BEGIN Source extract

Personal information
- Full name: Albert Ernest Knight
- Born: 8 October 1872 Leicester, England
- Died: 25 April 1946 (aged 73) Edmonton, Middlesex, England
- Batting: Right-handed

International information
- National side: England;
- Test debut (cap 141): 1 January 1904 v Australia
- Last Test: 8 March 1904 v Australia

Domestic team information
- 1895–1912: Leicestershire
- 1903–1904: London County

Career statistics
| Competition | Test | First-class |
| Matches | 3 | 391 |
| Runs scored | 81 | 19,357 |
| Batting average | 16.20 | 29.24 |
| 100s/50s | 0/1 | 34/91 |
| Top score | 70* | 229* |
| Balls bowled | – | 156 |
| Wickets | – | 4 |
| Bowling average | – | 29.25 |
| 5 wickets in innings | – | 0 |
| 10 wickets in match | – | 0 |
| Best bowling | – | 2/34 |
| Catches/stumpings | 1/– | 133/– |
- Source: Cricinfo, 30 September 2009

= Albert Knight (cricketer) =

English cricketer

Albert Ernest Knight (8 October 1872 – 25 April 1946) was an English professional cricket player. He was educated at Wyggeston Grammar School for Boys.

From 1895 until 1912 he played for Leicestershire as a somewhat dour batsman in a generally weak team. He represented England in three matches of the 1903–04 Ashes series against Australia, with a highest score of 70 not out at Sydney. He had had his most successful domestic season in 1903, scoring 1834 runs at an average of 45.85, including his highest score of 229 not out against Worcestershire.

END Source extract
BEGIN Extracted data

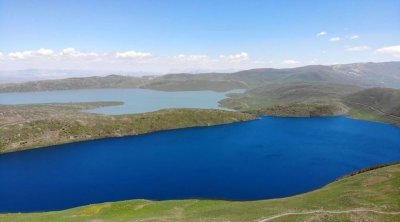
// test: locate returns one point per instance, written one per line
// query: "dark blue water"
(267, 158)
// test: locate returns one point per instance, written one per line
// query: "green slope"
(377, 104)
(369, 196)
(360, 74)
(32, 126)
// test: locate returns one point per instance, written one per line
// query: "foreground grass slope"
(31, 126)
(369, 196)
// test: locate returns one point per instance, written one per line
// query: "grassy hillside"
(369, 196)
(378, 104)
(360, 74)
(284, 94)
(301, 110)
(30, 126)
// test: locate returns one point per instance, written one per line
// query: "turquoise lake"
(261, 159)
(135, 100)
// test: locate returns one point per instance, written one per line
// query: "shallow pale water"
(135, 100)
(267, 158)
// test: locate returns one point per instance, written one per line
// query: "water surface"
(267, 158)
(135, 100)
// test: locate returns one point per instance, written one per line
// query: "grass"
(351, 199)
(33, 126)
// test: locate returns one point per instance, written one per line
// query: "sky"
(164, 36)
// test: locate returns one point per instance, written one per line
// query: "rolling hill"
(360, 74)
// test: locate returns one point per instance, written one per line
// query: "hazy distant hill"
(359, 74)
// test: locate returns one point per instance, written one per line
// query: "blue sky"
(195, 35)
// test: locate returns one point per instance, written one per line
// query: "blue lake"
(135, 100)
(266, 158)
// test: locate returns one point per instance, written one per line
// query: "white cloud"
(20, 55)
(45, 52)
(133, 55)
(358, 48)
(354, 37)
(191, 58)
(243, 56)
(290, 62)
(392, 50)
(74, 53)
(334, 39)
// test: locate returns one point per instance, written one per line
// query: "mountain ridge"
(385, 74)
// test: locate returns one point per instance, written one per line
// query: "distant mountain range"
(358, 74)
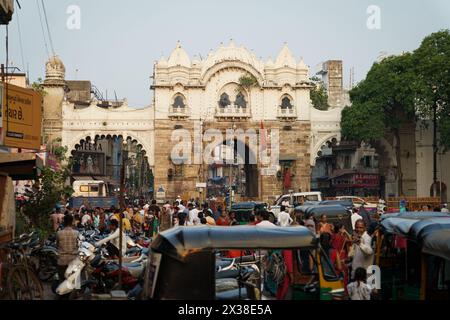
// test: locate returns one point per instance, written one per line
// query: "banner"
(21, 117)
(88, 163)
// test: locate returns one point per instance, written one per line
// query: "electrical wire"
(48, 28)
(20, 42)
(42, 28)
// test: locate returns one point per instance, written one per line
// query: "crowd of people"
(350, 252)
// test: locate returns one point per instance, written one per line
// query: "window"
(178, 170)
(178, 102)
(224, 100)
(286, 103)
(347, 162)
(368, 162)
(240, 101)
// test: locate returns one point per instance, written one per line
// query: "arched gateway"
(205, 91)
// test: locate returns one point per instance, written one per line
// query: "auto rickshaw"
(183, 262)
(400, 253)
(246, 211)
(334, 213)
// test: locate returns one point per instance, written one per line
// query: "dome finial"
(55, 71)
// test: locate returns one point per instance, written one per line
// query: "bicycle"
(18, 278)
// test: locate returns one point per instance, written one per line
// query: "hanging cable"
(48, 28)
(6, 79)
(20, 42)
(42, 28)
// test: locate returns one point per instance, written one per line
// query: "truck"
(92, 193)
(295, 199)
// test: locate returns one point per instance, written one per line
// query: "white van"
(89, 188)
(295, 198)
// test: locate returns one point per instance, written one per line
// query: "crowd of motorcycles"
(93, 271)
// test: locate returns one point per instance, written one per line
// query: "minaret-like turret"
(54, 87)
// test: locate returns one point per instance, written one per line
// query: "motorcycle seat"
(222, 264)
(232, 294)
(131, 264)
(226, 284)
(136, 271)
(249, 258)
(227, 274)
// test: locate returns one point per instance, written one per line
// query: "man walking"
(362, 247)
(66, 241)
(284, 218)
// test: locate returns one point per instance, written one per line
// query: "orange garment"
(325, 228)
(223, 222)
(283, 288)
(234, 253)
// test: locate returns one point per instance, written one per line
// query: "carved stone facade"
(206, 91)
(210, 93)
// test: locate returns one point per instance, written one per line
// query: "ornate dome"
(301, 65)
(233, 53)
(179, 57)
(285, 58)
(55, 72)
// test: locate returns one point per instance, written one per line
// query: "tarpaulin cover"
(423, 227)
(437, 243)
(180, 241)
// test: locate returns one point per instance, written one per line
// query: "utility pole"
(122, 209)
(435, 149)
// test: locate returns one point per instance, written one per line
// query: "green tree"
(47, 190)
(382, 103)
(248, 81)
(319, 95)
(432, 85)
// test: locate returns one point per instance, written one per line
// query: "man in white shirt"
(284, 218)
(362, 245)
(286, 203)
(355, 217)
(265, 223)
(180, 205)
(113, 240)
(193, 216)
(86, 219)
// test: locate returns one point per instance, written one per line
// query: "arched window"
(224, 100)
(286, 103)
(178, 102)
(240, 100)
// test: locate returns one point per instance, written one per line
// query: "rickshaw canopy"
(412, 223)
(181, 241)
(437, 243)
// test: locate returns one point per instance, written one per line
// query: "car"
(295, 199)
(245, 210)
(347, 204)
(358, 202)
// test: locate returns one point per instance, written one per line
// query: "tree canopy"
(400, 88)
(319, 95)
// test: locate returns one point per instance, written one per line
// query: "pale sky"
(119, 40)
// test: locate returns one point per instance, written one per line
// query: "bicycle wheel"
(23, 284)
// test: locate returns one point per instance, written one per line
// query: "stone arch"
(283, 97)
(209, 73)
(331, 138)
(249, 166)
(176, 95)
(232, 90)
(96, 135)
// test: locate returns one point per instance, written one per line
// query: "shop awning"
(288, 157)
(21, 166)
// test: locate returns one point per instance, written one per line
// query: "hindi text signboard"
(21, 117)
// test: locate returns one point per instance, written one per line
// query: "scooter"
(73, 273)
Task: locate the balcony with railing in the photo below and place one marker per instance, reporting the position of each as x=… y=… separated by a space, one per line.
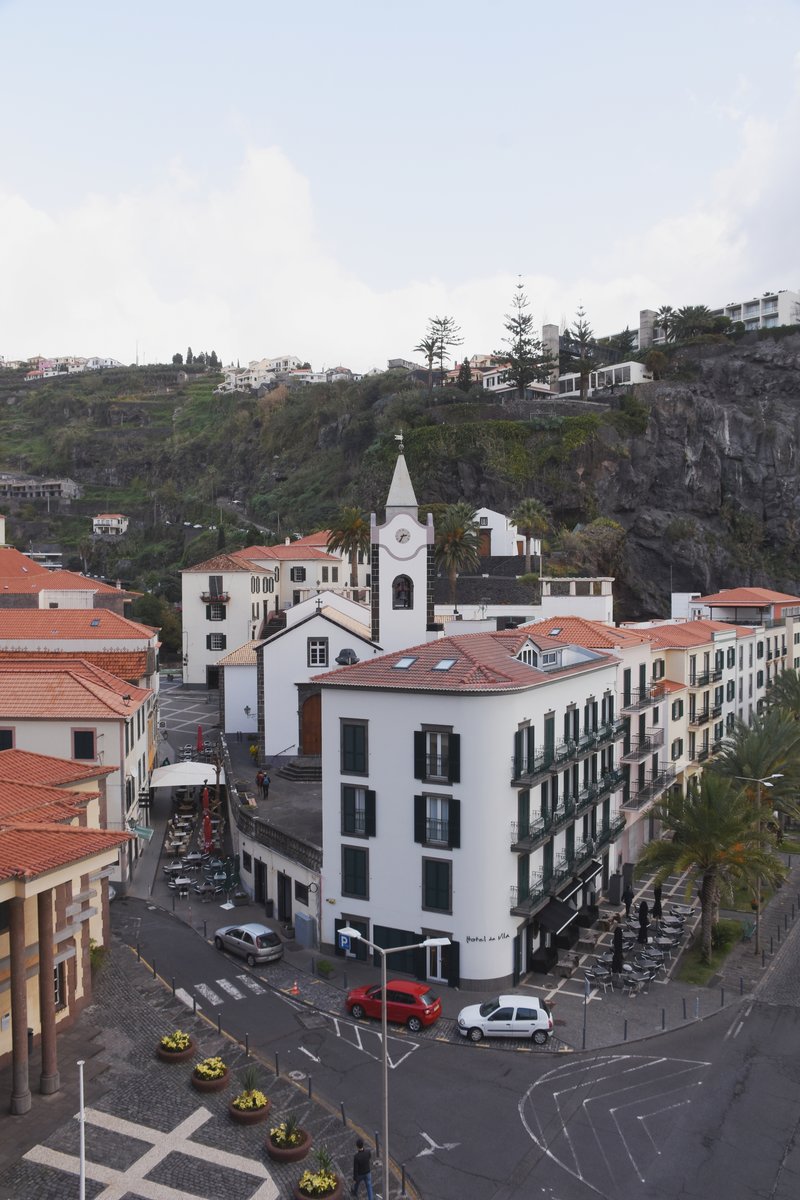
x=641 y=748
x=704 y=678
x=641 y=697
x=525 y=900
x=654 y=785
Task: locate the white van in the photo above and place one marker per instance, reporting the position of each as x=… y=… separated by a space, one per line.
x=507 y=1017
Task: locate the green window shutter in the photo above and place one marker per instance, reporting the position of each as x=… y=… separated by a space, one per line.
x=453 y=748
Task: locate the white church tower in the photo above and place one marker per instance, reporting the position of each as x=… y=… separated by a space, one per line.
x=402 y=568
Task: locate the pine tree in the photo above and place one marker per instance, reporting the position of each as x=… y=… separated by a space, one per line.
x=528 y=361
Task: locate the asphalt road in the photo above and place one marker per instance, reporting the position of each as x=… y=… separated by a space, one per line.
x=705 y=1111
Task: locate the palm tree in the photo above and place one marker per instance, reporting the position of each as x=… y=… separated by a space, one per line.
x=770 y=745
x=713 y=831
x=350 y=534
x=456 y=543
x=531 y=521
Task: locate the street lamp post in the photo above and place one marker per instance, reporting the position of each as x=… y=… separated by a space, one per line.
x=347 y=931
x=759 y=784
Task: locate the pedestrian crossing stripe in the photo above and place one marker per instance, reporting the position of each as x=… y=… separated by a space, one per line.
x=208 y=993
x=252 y=984
x=232 y=989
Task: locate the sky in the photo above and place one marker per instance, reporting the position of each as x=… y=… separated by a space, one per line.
x=265 y=179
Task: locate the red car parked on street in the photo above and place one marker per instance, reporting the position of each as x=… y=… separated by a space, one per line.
x=408 y=1003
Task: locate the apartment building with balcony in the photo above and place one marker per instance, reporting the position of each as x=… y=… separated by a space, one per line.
x=471 y=789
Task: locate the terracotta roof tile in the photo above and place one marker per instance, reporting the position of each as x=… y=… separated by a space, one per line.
x=98 y=624
x=481 y=663
x=31 y=849
x=64 y=689
x=25 y=766
x=124 y=664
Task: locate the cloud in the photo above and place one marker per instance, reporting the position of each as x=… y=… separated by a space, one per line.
x=242 y=269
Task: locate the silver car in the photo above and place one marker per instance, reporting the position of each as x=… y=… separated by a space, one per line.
x=254 y=943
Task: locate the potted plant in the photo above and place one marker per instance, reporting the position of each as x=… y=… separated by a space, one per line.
x=322 y=1182
x=251 y=1105
x=175 y=1047
x=210 y=1075
x=288 y=1143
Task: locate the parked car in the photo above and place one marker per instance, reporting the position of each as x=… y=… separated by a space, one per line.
x=408 y=1003
x=254 y=943
x=507 y=1017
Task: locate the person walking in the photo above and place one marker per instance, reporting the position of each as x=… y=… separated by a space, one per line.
x=362 y=1169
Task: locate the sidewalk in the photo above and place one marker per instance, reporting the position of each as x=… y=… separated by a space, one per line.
x=139 y=1108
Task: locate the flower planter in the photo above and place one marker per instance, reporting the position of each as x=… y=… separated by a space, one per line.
x=209 y=1085
x=248 y=1116
x=289 y=1153
x=329 y=1195
x=176 y=1055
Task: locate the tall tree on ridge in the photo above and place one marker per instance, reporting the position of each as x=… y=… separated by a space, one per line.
x=350 y=534
x=528 y=361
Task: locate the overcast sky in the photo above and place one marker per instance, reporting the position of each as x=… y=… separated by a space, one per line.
x=260 y=178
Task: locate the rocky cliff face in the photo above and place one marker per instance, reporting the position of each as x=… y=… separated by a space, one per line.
x=710 y=493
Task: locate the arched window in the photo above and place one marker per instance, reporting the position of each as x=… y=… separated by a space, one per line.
x=402 y=593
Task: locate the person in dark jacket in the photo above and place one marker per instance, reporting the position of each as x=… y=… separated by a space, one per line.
x=362 y=1169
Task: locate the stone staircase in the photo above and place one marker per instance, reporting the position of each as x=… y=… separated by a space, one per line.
x=305 y=769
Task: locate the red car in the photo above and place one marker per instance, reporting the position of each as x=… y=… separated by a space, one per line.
x=409 y=1003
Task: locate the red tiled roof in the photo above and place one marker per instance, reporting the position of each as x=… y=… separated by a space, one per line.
x=56 y=581
x=124 y=664
x=100 y=624
x=743 y=598
x=65 y=689
x=221 y=563
x=482 y=663
x=35 y=802
x=25 y=766
x=594 y=634
x=260 y=553
x=29 y=849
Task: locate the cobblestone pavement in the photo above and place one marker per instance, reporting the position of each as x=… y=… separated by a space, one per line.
x=148 y=1132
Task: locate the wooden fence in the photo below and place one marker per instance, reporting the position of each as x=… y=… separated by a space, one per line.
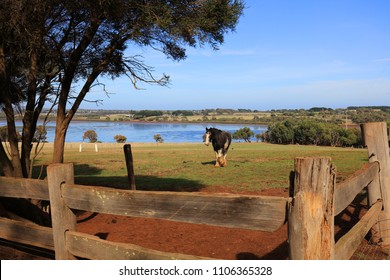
x=314 y=201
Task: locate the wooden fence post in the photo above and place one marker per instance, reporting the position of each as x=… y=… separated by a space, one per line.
x=377 y=142
x=129 y=165
x=63 y=219
x=311 y=212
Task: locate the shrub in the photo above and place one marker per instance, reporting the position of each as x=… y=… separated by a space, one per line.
x=120 y=138
x=158 y=138
x=91 y=135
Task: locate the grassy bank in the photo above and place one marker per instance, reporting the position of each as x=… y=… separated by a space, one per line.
x=190 y=167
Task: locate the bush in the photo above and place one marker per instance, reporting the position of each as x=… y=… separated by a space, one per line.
x=158 y=138
x=91 y=135
x=120 y=138
x=309 y=132
x=244 y=133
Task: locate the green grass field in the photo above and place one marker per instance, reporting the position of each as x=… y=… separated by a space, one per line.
x=190 y=167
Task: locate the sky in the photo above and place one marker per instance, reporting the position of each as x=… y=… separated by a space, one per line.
x=284 y=54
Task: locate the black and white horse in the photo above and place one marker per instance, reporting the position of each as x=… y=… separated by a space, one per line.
x=221 y=141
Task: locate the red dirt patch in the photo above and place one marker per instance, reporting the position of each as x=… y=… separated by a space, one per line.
x=185 y=238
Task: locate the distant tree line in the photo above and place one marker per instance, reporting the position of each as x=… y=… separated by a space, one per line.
x=311 y=132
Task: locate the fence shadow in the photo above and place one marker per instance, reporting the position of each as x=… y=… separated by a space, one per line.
x=351 y=215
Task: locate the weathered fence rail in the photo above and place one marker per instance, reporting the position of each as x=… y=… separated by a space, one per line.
x=315 y=201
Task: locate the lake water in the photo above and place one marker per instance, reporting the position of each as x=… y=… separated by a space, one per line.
x=142 y=132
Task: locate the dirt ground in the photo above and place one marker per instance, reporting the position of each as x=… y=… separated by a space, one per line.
x=199 y=240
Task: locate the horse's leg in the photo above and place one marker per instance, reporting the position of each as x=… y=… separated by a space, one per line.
x=217 y=159
x=221 y=157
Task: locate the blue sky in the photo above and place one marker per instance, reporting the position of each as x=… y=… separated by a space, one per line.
x=284 y=54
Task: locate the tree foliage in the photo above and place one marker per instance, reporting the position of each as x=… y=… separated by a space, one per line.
x=49 y=46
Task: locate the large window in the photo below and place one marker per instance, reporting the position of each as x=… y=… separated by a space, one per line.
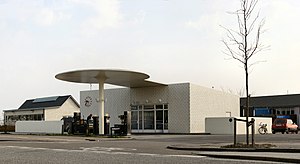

END Extracted data

◆ **Assigned task 1**:
In two sentences, what does the Albert Knight profile say about his life and cricket career?
◆ **Assigned task 2**:
According to the Albert Knight profile, what school was he educated at?
◆ **Assigned task 3**:
Resume the Albert Knight profile after its final sentence.

◆ **Answer area 1**:
Albert Ernest Knight (1872–1946) was an English professional cricketer who played for Leicestershire from 1895 to 1912 as a somewhat dour batsman in a generally weak team. He played three matches for England in the 1903–04 Ashes series, with a highest score of 70 not out at Sydney, after his best domestic season in 1903, when he scored 1834 runs at an average of 45.85.

◆ **Answer area 2**:
Wyggeston Grammar School for Boys.

◆ **Answer area 3**:
A. A. Thomson saw his innings of 147 against Yorkshire at Sheffield when Leicestershire were following-on, made in his final season of 1912. He wrote: "His batting was unencumbered by frills, but strong and solid, attuned to the difficulties of the situation. Albert was a man of admirable character and a Methodist local preacher."

His most important contribution to the game was a book, The Complete Cricketer, published in 1906. Sir Derek Birley, in his A Social History of English Cricket, described it as "a masterpiece of its kind, stuffed full of learned observations in weighty prose". Wisden called it "grandiose in style, containing much startling metaphor".

After retirement, Knight was cricket coach at Highgate School, where his portrait in oils was painted by the art teacher, Kyffin Williams.